# start of RAW RECORDS

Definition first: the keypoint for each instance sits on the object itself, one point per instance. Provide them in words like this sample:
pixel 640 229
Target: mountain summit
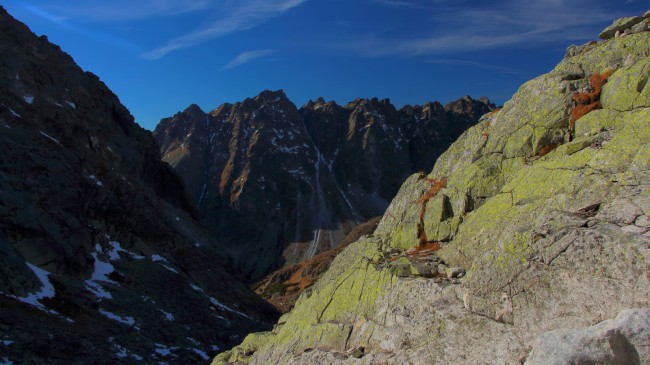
pixel 101 258
pixel 276 184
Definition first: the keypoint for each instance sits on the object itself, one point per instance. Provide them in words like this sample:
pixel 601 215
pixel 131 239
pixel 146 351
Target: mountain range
pixel 276 185
pixel 102 259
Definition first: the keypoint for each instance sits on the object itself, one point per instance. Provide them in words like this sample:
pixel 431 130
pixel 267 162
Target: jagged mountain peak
pixel 193 110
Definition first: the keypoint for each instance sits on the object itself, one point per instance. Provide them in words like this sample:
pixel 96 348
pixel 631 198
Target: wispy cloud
pixel 67 24
pixel 247 57
pixel 453 29
pixel 500 69
pixel 239 16
pixel 126 10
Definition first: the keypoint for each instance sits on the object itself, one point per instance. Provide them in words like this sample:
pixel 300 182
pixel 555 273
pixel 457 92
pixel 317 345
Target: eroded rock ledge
pixel 550 237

# end of RAW RECORDS

▶ [AIM OF THE TASK] Rewrite all of the rows above with "sits on" changed to "lies on" each time it occurs, keeping every other word and line the same. Omit the pictures from your answer.

▶ [THE SOLUTION]
Definition first: the keypoint for each instance lies on the object itself, one point per instance. Provide them in words like this sample:
pixel 640 229
Target: mountain summit
pixel 101 258
pixel 276 184
Definition first: the keypoint for each instance lies on the object itself, one point per instance. Provide them in words like this sample:
pixel 601 215
pixel 131 239
pixel 146 351
Target: mountain range
pixel 276 185
pixel 102 259
Definition first: the keypoint for each instance lies on the object itself, one point per instance. Provide them in words like this sample:
pixel 431 130
pixel 267 162
Target: jagged mountain peak
pixel 193 110
Definition first: the keypoint for each instance lies on the object itself, one point per instance. Provide them in words like this sample:
pixel 96 348
pixel 631 198
Target: wispy cloud
pixel 67 24
pixel 247 57
pixel 453 29
pixel 500 69
pixel 239 16
pixel 126 10
Definition first: the keypoint for each instance lies on the object itself, one point per instance. Provide them in words like this sample:
pixel 300 182
pixel 555 273
pixel 457 92
pixel 317 345
Target: eroded rock ledge
pixel 550 237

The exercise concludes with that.